» Required work
Write the records out once more, exactly as they are given.

(Natural language region descriptions)
━━━━━━

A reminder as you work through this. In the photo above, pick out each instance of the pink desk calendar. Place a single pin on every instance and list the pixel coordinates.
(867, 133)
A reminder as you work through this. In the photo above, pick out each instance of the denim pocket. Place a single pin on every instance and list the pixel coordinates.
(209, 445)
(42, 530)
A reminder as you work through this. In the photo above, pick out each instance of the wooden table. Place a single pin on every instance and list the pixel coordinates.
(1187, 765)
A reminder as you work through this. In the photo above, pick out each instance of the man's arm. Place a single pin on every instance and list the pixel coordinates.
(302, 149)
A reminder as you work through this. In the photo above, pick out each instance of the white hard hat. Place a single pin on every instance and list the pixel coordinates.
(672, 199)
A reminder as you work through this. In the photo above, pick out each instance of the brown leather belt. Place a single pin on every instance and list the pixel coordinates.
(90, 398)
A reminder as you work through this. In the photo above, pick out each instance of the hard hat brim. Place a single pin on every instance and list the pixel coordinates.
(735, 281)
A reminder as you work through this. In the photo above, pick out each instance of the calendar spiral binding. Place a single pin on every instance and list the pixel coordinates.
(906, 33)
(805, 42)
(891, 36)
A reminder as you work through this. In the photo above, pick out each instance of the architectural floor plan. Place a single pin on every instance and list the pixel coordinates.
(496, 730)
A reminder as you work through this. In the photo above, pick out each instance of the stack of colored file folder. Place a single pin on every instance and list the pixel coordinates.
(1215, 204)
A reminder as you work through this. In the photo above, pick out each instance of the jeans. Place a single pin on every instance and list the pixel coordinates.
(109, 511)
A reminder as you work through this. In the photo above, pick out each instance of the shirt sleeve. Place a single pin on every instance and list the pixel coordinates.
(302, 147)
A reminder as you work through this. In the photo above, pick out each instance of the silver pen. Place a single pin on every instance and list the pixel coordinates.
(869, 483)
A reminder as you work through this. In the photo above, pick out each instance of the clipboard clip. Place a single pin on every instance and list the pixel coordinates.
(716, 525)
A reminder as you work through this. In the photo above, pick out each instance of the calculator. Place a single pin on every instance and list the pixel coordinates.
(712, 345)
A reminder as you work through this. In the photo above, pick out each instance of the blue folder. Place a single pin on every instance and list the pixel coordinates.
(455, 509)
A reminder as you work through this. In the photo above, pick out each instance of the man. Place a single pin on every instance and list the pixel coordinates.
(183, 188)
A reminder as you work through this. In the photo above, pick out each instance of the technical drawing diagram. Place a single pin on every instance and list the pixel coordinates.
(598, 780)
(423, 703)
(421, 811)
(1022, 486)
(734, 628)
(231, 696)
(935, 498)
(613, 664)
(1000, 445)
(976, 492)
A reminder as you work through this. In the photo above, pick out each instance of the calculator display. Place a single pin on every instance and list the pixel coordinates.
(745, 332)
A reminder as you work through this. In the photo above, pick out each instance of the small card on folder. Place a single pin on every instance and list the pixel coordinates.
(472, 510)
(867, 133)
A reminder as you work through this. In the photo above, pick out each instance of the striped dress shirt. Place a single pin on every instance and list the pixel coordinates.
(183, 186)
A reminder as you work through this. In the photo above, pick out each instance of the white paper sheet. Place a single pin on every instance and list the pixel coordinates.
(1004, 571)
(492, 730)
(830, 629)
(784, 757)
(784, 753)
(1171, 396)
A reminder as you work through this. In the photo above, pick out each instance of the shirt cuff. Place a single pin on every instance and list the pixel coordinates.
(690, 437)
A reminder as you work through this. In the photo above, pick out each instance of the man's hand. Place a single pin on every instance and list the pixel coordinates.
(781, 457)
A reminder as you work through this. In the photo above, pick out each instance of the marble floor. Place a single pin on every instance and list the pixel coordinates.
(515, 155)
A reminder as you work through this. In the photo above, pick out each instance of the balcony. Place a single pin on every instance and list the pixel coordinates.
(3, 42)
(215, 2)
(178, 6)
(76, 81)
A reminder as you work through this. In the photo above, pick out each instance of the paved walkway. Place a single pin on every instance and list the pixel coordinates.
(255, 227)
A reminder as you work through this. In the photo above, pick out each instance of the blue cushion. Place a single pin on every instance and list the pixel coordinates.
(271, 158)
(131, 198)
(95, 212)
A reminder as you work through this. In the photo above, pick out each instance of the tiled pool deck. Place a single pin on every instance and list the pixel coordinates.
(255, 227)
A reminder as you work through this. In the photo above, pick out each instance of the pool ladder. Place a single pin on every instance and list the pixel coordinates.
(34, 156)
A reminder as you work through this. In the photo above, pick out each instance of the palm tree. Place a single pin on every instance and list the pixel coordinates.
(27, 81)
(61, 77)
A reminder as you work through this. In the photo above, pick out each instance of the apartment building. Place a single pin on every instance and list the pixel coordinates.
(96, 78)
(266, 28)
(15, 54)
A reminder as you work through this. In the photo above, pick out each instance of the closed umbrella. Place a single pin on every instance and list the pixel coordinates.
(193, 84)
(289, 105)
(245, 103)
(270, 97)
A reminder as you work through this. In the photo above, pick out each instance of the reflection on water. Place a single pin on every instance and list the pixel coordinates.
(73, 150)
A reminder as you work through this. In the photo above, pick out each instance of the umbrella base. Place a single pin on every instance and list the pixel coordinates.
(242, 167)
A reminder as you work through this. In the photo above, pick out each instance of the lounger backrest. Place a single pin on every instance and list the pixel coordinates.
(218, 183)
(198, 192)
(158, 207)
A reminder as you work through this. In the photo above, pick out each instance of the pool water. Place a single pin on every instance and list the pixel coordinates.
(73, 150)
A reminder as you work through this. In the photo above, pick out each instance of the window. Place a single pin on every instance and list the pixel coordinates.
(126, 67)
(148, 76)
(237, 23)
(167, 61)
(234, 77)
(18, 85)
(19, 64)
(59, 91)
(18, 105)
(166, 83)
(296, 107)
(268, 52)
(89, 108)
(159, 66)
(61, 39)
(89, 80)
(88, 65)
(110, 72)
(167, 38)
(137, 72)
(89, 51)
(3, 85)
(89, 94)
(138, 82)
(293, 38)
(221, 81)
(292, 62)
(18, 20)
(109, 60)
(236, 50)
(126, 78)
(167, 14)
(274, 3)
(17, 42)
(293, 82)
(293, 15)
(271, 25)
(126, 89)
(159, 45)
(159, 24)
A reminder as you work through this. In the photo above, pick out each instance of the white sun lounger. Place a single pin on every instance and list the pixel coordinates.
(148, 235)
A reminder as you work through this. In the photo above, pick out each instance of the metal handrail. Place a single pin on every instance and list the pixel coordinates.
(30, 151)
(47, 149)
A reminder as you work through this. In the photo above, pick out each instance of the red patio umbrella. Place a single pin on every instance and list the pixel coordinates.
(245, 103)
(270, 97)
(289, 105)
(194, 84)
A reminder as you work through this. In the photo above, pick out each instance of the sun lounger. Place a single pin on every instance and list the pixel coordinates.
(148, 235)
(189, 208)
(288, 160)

━━━━━━

» Written response
A reminder as you work through this. In the photo above, pick out each instance of the pink desk calendar. Place a single pin on every instance and list the pixel coordinates.
(867, 133)
A reminder as you work through this. In the photo above, pick out each instance of the denim pocket. Place a single pin on every instance and list the pixel coordinates.
(209, 445)
(42, 530)
A reminder as you work through this. In the photo above, pick out each instance of the wooden table. Place a single pin on every instance and list the pixel coordinates.
(1187, 765)
A reminder as you work through this. In the photo above, pick out each instance of the man's arm. Place a single pin on every instance and list the pixel coordinates.
(302, 149)
A reminder as you work through this. In the photo above, pick out each instance of the white hard hat. Place a single pin on every instance and list the pixel coordinates.
(672, 199)
A reminder as you work through this. In the photo above, pick out each instance of the brown leather belt. Place a single pin on every instance and list the pixel coordinates.
(90, 398)
A reminder as you work through this. In the photo above, pick out each instance of the hard hat brim. Place a single pin on every instance and list the pixel coordinates.
(735, 281)
A reminder as you work through this. In the photo above, pick out each instance of the calendar spiral binding. Place a single pin on every instance and list the pixel coordinates.
(906, 33)
(805, 42)
(891, 36)
A reminder as you work through this. In the photo above, pick out each instance of the architectural floor plan. Place a single pin on every instance and list the pixel coordinates.
(496, 730)
A reminder as you work through this. In the photo above, pick out each instance of the stack of colored file folder. Place a single pin on every instance and list the pixel coordinates.
(1215, 204)
A reminder as you work through this. In the photo above, pick out each instance of the jeans. Place a single pin on every instance and list the pixel coordinates.
(109, 511)
A reminder as you work through this. In the photo above, pick out each instance of the shirt sleeve. Place a single pin on every instance and list the pixel coordinates.
(302, 147)
A reminder as you work through this. In the photo above, pick out each instance of the silver pen. Place a single pin on every instance and list the pixel coordinates.
(869, 483)
A reminder as you work through this. In the photo above, pick out each instance of the clipboard clip. Place a single pin on every instance and list the pixel coordinates.
(716, 525)
A reminder as you work through this. In the photo above, pick out each instance of the calculator. Place a single pin on every instance and list the pixel coordinates.
(712, 345)
A reminder as you work through this. In the photo above, pick out each instance of the blue folder. Place a single pin on every instance and list the pixel coordinates.
(455, 509)
A reminder as you work through this. In the photo above, pick out each instance of the man. Place a single pin on every instance and list the pixel coordinates.
(183, 188)
A reminder as you work through this. In the photo above, pick out each instance of the technical drawing diagram. Place a single pin on every instance and list the pixel coordinates.
(598, 780)
(423, 703)
(421, 811)
(1022, 486)
(734, 628)
(231, 696)
(935, 498)
(613, 664)
(1000, 445)
(976, 492)
A reminder as you work through this. In the photo above, pick out each instance of the calculator display. Place a single pin on every instance and list the pixel coordinates.
(745, 332)
A reminder as you work through this. In the photo above, pick out each instance of the small card on folder. Place a single pin on every instance and list the pixel coordinates.
(472, 510)
(867, 133)
A reminder as you work through this. In the photo above, pick out each instance of the striped dress shirt. Place a single pin on every instance and list the pixel coordinates.
(183, 186)
A reminder as you work through this. In the photo above, pick out each instance of the white paper sheet. Place a single pin on every instance and list the pixel coordinates.
(1004, 571)
(492, 730)
(830, 629)
(784, 757)
(784, 753)
(1171, 396)
A reminder as you work through this. In the photo above, pick out each instance of the shirt cuff. Place a single pin on every instance and list the pixel coordinates.
(690, 437)
A reminder as you work through this. In the photo above, pick out each instance of the man's hand. Place a single pin on every instance and list the pixel coordinates.
(781, 457)
A reminder as you work through this. In the photo above, pick out each instance of the marble floor. Place a single pin on every instance and list the pixel coordinates.
(515, 155)
A reminder as you work through this. In the photo above, pick out each instance of the balcony. Place a single pin on every instance and list the pixel coordinates.
(3, 42)
(215, 2)
(178, 6)
(76, 81)
A reminder as you work through this. In the photo above, pick out each instance of the paved walkway. Place a single pin on every instance and list the pixel coordinates.
(255, 227)
A reminder as you work through this. In the photo above, pick out each instance of the blue cushion. Place a single pin on every instance and list the pixel coordinates.
(271, 158)
(131, 198)
(95, 212)
A reminder as you work through this. In the photo above, pick out each instance of the tiled pool deck. Place a single pin on every instance and list the pixel coordinates.
(255, 227)
A reminder as you work through this. In the photo above, pick out each instance of the pool ladder. Place a single pin on every instance and list the pixel coordinates.
(34, 156)
A reminder as you work through this. In the photo above, pick out each instance of the palm tree. Place a single pin on every instance and list the pixel coordinates.
(27, 81)
(61, 77)
A reminder as you work through this. In the photo above, pick out each instance of the apartment building. Place a single pin on every instance and list the pixel coordinates.
(96, 78)
(266, 28)
(15, 54)
A reminder as you work through this. In the photo above, pick out each instance of the closed umbrella. Place a single pin on every instance and list the pixel coordinates.
(193, 84)
(289, 105)
(245, 103)
(270, 97)
A reminder as you work through this. In the photo above, pick out each instance of the reflection on water. Place a single pin on every instance and list the pixel coordinates.
(73, 150)
A reminder as you work through this. In the photo above, pick out each instance of the umbrella base. Place a single pin on every instance and list the pixel coordinates.
(242, 167)
A reminder as you work through this. In the photo above, pick out each instance of the lounger backrest. Place a single pin on every instance and list the pixel coordinates.
(218, 183)
(198, 192)
(158, 207)
A reminder as you work through this. In the photo above, pick out each instance of the pool water. Place a single pin on every instance and list the pixel coordinates.
(73, 150)
A reminder as you work through this. In the photo above, pick out each instance of the window. Place a single pin on every instance and list the pixel coordinates.
(126, 67)
(148, 76)
(237, 23)
(167, 61)
(234, 77)
(18, 85)
(19, 64)
(59, 91)
(18, 105)
(166, 83)
(296, 107)
(268, 52)
(89, 108)
(159, 66)
(61, 39)
(89, 80)
(88, 65)
(110, 72)
(167, 38)
(137, 72)
(89, 51)
(3, 85)
(89, 94)
(138, 82)
(293, 38)
(221, 81)
(292, 62)
(18, 20)
(109, 60)
(236, 50)
(126, 78)
(167, 14)
(274, 3)
(17, 42)
(293, 82)
(293, 15)
(271, 25)
(126, 89)
(159, 45)
(159, 24)
A reminder as you work through this. In the photo above, pick out each instance of the white sun lounger. Place a single pin on every instance and list the pixel coordinates.
(148, 235)
A reminder as you work through this. In the photo above, pick out each instance of the metal handrail. Place a single pin on every instance and list the pixel coordinates.
(30, 151)
(47, 149)
A reminder as you work through this. In the photo above, pick out each instance of the red patio umbrella. Place a single pin on every instance and list the pixel coordinates.
(245, 103)
(270, 97)
(289, 105)
(194, 84)
A reminder as you work through this. In the photo above, pick out each instance of the sun lounger. Place a single pin on every instance and list the pixel coordinates.
(148, 235)
(189, 208)
(288, 160)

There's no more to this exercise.